===== Task inputs =====

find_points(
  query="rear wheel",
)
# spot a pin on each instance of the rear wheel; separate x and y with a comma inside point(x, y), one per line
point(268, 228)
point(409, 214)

=====

Work to do> Rewrite the records above, putting "back wheel" wherever "rear wheel" appears and leaving everything else unchanged.

Answer to the task>
find_points(
  query="back wheel",
)
# spot a pin on each instance of the back wheel; separate x and y with a comma inside point(x, y), one per line
point(268, 228)
point(409, 214)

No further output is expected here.